What is asked>
Render the lines below as a Markdown table with the columns "Row" and "Line," giving each line its own numbered row and omitting blank lines.

═══ Recorded information ═══

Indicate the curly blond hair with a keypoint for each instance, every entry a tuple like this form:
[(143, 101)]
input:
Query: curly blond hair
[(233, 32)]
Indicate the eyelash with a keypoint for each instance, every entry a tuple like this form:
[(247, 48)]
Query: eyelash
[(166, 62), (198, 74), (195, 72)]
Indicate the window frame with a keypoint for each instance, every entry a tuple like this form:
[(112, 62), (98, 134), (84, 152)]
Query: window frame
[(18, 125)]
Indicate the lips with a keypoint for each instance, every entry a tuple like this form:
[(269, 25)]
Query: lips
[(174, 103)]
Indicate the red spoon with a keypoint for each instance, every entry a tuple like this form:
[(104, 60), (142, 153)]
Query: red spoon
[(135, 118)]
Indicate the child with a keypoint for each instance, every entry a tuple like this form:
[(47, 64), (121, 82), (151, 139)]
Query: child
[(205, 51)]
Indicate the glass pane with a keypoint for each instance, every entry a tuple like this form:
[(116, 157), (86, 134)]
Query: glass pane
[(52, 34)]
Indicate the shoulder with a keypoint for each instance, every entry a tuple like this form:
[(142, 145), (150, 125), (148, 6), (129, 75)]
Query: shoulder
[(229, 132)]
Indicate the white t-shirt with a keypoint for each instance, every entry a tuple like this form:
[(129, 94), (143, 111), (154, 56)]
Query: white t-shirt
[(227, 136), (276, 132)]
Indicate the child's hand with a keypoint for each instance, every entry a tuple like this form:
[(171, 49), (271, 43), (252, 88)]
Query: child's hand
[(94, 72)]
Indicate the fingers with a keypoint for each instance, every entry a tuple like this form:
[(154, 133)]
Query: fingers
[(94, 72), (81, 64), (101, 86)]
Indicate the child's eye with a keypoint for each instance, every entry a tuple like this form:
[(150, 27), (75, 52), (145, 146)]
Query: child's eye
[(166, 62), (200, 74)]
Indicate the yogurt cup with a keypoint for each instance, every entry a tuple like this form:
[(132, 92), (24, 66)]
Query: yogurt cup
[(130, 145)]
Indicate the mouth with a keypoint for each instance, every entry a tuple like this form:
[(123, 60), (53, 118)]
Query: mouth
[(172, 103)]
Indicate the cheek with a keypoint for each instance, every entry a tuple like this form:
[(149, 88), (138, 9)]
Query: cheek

═══

Complete answer>
| Row | Line |
|---|---|
| 1 | Indicate the curly blond hair with a keypoint for each instance, every entry a tuple like this form: |
| 2 | [(143, 101)] |
| 3 | input: |
| 4 | Query: curly blond hair |
| 5 | [(233, 32)] |
| 6 | Indicate the eyelash with a keypoint for each instance, every entry a tuple like this form: |
| 7 | [(247, 48)] |
| 8 | Query: eyelash |
| 9 | [(166, 62), (198, 74), (195, 72)] |
| 10 | Indicate the window frame with a keypoint for each instance, every entry a tuple like this form: |
| 11 | [(112, 62), (98, 134), (84, 152)] |
| 12 | Query: window frame |
| 13 | [(18, 125)] |
| 14 | Indicate the lips with a keypoint for each instance, every entry a tuple like this form: |
| 15 | [(269, 25)] |
| 16 | Query: lips |
| 17 | [(174, 103)] |
| 18 | Indicate the red spoon with a keypoint for each instance, every entry a tuple like this form: |
| 19 | [(104, 60), (142, 153)] |
| 20 | Query: red spoon |
| 21 | [(135, 118)] |
| 22 | Indicate the child with a keypoint for each instance, every entry a tuple like this form: |
| 23 | [(47, 64), (121, 82), (151, 139)] |
| 24 | Query: child |
| 25 | [(205, 51)] |
| 26 | Indicate the glass pane with a keypoint for each instance, every entry a tuple like this form: |
| 27 | [(116, 157), (86, 134)] |
| 28 | Query: glass pane |
| 29 | [(52, 34)] |
| 30 | Indicate the shoulder with a keypoint for each instance, every entry a tuple like this form: |
| 31 | [(142, 145), (150, 125), (148, 6), (129, 75)] |
| 32 | Query: shoulder |
| 33 | [(229, 132)] |
| 34 | Indicate the white t-shirt with a keypoint for each instance, every entry a tuple like this form: |
| 35 | [(129, 94), (143, 111), (154, 56)] |
| 36 | Query: white t-shirt |
| 37 | [(227, 136), (276, 132)] |
| 38 | Indicate the child's hand with a keypoint for each instance, every entry a tuple like this form: |
| 39 | [(171, 49), (271, 43), (252, 88)] |
| 40 | Query: child's hand |
| 41 | [(94, 72)] |
| 42 | Indicate the fingers with a keypoint for each instance, every entry a tuple like this form: |
| 43 | [(154, 133)] |
| 44 | Query: fingers |
| 45 | [(94, 72), (81, 64), (101, 86)] |
| 46 | Indicate the child's eye with a keypoint for each instance, every entry a tuple like this form: |
| 47 | [(150, 27), (75, 52), (145, 146)] |
| 48 | Query: child's eye |
| 49 | [(166, 62), (200, 74)] |
| 50 | Indicate the yogurt cup with a keypoint for each instance, every entry a tuple like this form: |
| 51 | [(132, 92), (24, 66)] |
| 52 | Query: yogurt cup |
| 53 | [(130, 145)] |
| 54 | Indicate the mouth with a keypoint for each instance, every entry a tuple like this form: |
| 55 | [(123, 60), (53, 118)] |
| 56 | Query: mouth |
| 57 | [(172, 103)] |
| 58 | Indicate the cheek with a keypoint for each instance, every entry a tuple like this form: |
| 59 | [(149, 88), (138, 9)] |
| 60 | Query: cheek |